Во-первых, по данным ряда исследователей, выявление творческой одаренности «вообще», с помощью специальных методик и вне конкретной деятельности, не дает сколько-нибудь надежного прогноза будущих достижений человека. Во-вторых, выделяя творческую одаренность в особый вид, мы тем самым «отлучаем» от творчества носителей других видов одаренности. Что означает художественная одаренность, которая не является творческой? Или – разве не существует творчества интеллектуального? А если существует (иначе что делать с великими философами и учеными!), надо ли это понимать как совпадение у одного человека разных видов одаренности, творческой и интеллектуальной?

С моей точки зрения, творческая одаренность реальна и бесконечно важна, но ее следует понимать как родовое свойство человека, бескачественное проявление «внутренней активности души» [9]; как изначальную направленность человека на актуализацию и осуществление в мире присущего ему потенциала. По мере своей актуализации «бескачественная», надвидовая одаренность человека проявляется в конкретных областях жизни, запечатлевая их печатью уникальной личности творца. В зависимости от того, какое русло в пространстве-времени жизни изберет поток «внутренней активности души», творческий потенциал человека обнаружится как определенный вид одаренности. Облечется формами той или иной деятельности, проявится в созидании тех или иных аспектов культуры, в самой жизни, в человеческих отношениях. В искусстве эта активность души выступит как художественная одаренность, в педагогической сфере – как педагогическая и т.д.

При этом нейтральные по природе качества психики, представлявшие собой лишь возможные предпосылки способностей, преобразуются в актуальные способности, приобретают специфическую направленность, соответствующую художественному, научному или иному творчеству. Например, острая цветоразличительная чувствительность будет способствовать созданию выразительных колористических решений, а могла бы остаться просто особенностью зрительного анализатора, не имеющей отношения к живописи.

• _Выдержка из данных_
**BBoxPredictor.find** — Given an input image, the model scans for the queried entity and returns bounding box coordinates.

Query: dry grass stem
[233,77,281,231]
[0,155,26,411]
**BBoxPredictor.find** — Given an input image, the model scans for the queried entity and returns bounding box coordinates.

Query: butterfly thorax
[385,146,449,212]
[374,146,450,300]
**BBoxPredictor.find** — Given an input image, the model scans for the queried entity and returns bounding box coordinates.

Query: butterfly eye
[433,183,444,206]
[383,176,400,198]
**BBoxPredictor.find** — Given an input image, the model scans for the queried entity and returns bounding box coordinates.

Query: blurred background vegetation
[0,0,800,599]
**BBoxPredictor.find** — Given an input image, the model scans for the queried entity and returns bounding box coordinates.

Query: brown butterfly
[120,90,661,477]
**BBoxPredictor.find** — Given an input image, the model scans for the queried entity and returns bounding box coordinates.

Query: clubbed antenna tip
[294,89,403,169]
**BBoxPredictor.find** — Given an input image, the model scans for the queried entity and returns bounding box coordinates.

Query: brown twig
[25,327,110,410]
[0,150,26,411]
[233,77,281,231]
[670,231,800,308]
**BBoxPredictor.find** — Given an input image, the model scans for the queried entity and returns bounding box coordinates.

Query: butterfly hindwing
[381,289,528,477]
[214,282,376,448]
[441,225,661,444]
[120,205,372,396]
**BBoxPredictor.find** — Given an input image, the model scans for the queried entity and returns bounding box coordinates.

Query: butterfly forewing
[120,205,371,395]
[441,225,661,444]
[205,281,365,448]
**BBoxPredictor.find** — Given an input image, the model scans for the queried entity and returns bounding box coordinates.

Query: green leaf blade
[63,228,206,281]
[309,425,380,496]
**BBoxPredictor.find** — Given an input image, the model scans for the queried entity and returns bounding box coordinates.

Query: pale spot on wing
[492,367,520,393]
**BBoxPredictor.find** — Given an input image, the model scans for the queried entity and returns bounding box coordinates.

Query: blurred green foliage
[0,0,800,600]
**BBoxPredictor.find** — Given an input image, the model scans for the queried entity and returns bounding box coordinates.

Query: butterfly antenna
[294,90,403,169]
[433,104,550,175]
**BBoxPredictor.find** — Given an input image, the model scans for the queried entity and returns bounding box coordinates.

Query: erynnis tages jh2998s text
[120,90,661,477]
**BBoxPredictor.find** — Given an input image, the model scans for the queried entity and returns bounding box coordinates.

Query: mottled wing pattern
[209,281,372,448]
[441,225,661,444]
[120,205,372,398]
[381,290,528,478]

• _Задания_
**1.** Перескажите текст о творческой одаренности в двух предложениях.
**2.** Приведите дословно отрывок из текста о творческой одаренности, начиная со слов "Во-первых, по данным" и заканчивая словами "творческой и интеллектуальной?".

• _Ответы ниже_
**1.** По данным ряда исследователей, выявление творческой одаренности вне конкретной деятельности не дает надежного прогноза будущих достижений, а выделение ее в особый вид «отлучает» от творчества носителей других видов одаренности. Автор понимает творческую одаренность как родовое свойство человека, которое по мере актуализации проявляется в конкретных областях как определенный вид одаренности (художественная, педагогическая и т. д.), а нейтральные качества психики превращаются при этом в актуальные способности.

**2.**
Во-первых, по данным ряда исследователей, выявление творческой одаренности «вообще», с помощью специальных методик и вне конкретной деятельности, не дает сколько-нибудь надежного прогноза будущих достижений человека. Во-вторых, выделяя творческую одаренность в особый вид, мы тем самым «отлучаем» от творчества носителей других видов одаренности. Что означает художественная одаренность, которая не является творческой? Или – разве не существует творчества интеллектуального? А если существует (иначе что делать с великими философами и учеными!), надо ли это понимать как совпадение у одного человека разных видов одаренности, творческой и интеллектуальной?